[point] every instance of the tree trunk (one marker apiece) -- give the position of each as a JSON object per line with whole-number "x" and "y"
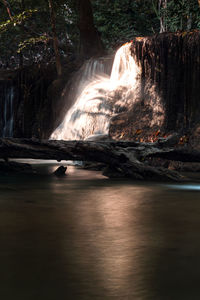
{"x": 90, "y": 41}
{"x": 8, "y": 9}
{"x": 55, "y": 38}
{"x": 162, "y": 12}
{"x": 123, "y": 159}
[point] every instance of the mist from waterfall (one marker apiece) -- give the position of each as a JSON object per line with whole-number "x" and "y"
{"x": 94, "y": 105}
{"x": 8, "y": 112}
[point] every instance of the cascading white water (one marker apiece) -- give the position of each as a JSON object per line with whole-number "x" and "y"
{"x": 93, "y": 108}
{"x": 8, "y": 117}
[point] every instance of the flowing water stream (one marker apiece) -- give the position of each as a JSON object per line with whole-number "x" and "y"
{"x": 93, "y": 108}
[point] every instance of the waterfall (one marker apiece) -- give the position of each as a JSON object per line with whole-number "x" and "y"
{"x": 94, "y": 105}
{"x": 7, "y": 113}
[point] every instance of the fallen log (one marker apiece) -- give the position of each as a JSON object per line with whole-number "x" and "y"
{"x": 124, "y": 159}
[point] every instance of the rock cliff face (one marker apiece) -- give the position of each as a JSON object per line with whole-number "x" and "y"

· · · ·

- _Short problem_
Repeat all the items above with "one marker apiece" switched to "one point each" and everything else left unchanged. Leave the pictures out.

- _Complete output_
[point] every instance of the tree trunk (one point each) -- give the position of each as a JSON object per line with whole-number "x" and "y"
{"x": 90, "y": 41}
{"x": 8, "y": 9}
{"x": 55, "y": 38}
{"x": 162, "y": 12}
{"x": 123, "y": 159}
[point] every instance of the mist from waterfall (one point each) -- give the position of each as a JSON object per line with whole-number "x" and "y"
{"x": 94, "y": 105}
{"x": 8, "y": 112}
[point] every instance of the cascading white water (one point each) -- give the position of each as a JSON object per line with whole-number "x" and "y"
{"x": 93, "y": 108}
{"x": 8, "y": 117}
[point] every instance of the flowing water stream (one point each) -- give the position of each as a JSON object per line with whole-number "x" and "y"
{"x": 93, "y": 108}
[point] every instance of the waterfall (one point each) -- give the position of each as a JSON object per line with whole-number "x" and "y"
{"x": 94, "y": 105}
{"x": 7, "y": 113}
[point] every instance of the fallen log (one point each) -- give the position of each as a JSON object per line with whole-number "x" and "y"
{"x": 124, "y": 159}
[point] every instance of the rock cliff face (one point each) -- give the position of each as a JSON object per line with whole-number "x" and "y"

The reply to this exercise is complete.